::: Data records :::

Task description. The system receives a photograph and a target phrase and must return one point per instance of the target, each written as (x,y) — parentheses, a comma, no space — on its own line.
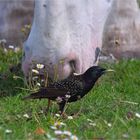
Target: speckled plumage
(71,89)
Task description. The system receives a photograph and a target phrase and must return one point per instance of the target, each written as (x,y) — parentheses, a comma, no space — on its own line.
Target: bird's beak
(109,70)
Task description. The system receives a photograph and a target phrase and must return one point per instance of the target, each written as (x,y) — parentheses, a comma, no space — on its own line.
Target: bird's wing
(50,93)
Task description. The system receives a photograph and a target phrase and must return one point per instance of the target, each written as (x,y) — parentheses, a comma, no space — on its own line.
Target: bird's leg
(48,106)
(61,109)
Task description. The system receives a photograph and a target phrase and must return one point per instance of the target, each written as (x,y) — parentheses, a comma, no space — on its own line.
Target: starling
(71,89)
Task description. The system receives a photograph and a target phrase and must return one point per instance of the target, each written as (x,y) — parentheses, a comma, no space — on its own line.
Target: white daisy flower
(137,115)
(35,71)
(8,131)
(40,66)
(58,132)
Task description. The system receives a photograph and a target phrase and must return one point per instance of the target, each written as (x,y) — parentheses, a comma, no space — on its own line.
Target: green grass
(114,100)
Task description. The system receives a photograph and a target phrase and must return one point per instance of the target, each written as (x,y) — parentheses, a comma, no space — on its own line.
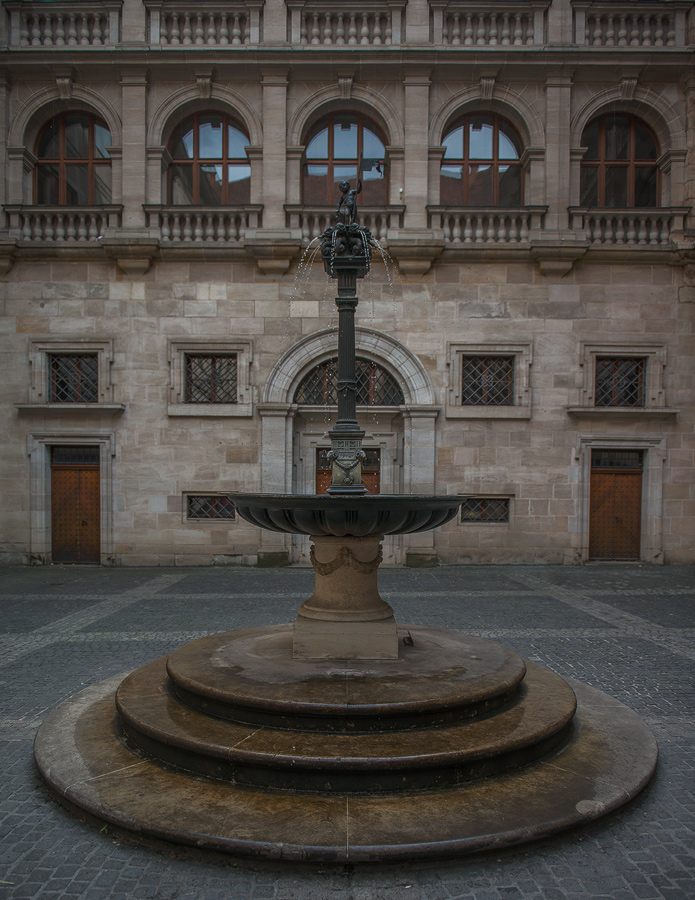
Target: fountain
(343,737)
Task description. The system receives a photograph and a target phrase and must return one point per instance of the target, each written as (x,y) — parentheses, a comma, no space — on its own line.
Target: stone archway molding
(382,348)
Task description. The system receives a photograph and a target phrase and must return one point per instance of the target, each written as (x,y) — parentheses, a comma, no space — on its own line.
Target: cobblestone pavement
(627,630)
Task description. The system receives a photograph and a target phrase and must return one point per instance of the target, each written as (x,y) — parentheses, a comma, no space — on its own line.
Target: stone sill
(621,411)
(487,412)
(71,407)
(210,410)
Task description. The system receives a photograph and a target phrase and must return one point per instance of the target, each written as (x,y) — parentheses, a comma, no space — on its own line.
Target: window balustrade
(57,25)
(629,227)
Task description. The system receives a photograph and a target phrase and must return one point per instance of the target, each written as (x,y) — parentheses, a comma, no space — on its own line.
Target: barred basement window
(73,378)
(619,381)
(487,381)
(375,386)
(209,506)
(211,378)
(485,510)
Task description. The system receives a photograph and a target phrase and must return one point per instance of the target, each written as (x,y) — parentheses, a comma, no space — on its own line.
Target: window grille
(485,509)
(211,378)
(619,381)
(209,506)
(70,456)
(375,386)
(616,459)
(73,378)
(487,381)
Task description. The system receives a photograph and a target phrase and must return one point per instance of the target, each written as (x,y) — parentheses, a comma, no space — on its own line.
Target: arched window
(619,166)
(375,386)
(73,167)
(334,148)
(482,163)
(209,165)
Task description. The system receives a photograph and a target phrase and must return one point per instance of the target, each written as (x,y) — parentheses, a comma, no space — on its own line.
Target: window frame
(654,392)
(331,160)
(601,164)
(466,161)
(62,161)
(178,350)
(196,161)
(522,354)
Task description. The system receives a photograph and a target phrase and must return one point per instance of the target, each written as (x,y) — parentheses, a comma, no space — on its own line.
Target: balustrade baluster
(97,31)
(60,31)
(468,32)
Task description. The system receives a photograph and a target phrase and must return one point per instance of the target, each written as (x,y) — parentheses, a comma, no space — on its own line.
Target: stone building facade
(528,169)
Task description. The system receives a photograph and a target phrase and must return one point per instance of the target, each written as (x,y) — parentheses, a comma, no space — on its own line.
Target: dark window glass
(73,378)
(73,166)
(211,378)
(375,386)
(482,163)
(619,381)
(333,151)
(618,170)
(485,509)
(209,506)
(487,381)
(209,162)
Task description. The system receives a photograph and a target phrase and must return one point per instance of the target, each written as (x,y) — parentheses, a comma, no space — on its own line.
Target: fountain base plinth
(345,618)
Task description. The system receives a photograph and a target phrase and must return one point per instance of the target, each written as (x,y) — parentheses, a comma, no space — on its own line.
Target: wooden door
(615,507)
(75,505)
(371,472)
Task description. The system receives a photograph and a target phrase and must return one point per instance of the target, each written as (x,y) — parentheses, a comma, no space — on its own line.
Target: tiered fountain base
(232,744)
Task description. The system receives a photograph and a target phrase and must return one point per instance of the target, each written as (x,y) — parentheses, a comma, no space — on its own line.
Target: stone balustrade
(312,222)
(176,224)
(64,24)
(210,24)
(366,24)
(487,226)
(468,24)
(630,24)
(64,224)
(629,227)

:::

Assignment: Which lines run from the one containing "Target: wooden door" to the end of the data? Output them exactly, with nothing added.

Expected output:
Target: wooden door
(615,507)
(75,505)
(371,472)
Task description. The system receives a photograph and a target phrase and must return one point per instance of the target, each written as (x,y) — parentheses, a comma, no space — on its own line.
Target: tiered fountain base
(232,744)
Task description. The system receives a photograph and a target phrase and must return one point per instance of the target, each written as (x,y) — parentheses, a comma, no space — on its own line.
Target: stone balustrade
(312,222)
(176,224)
(64,24)
(210,24)
(366,24)
(487,226)
(468,24)
(630,24)
(64,224)
(629,227)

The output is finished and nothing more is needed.